** Opening Data excerpts block **

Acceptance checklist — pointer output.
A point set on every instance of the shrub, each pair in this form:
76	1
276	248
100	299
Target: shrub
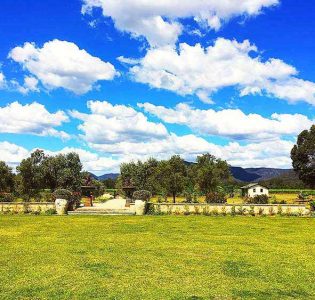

** Closing Data excerpts block **

Begin at the line containing "A point set" and extract every line through the end of the records, inclusive, exactly and only; omit pictures.

A point set on every instance of the shrub, each pair in this form:
76	1
276	248
100	299
Target: shrub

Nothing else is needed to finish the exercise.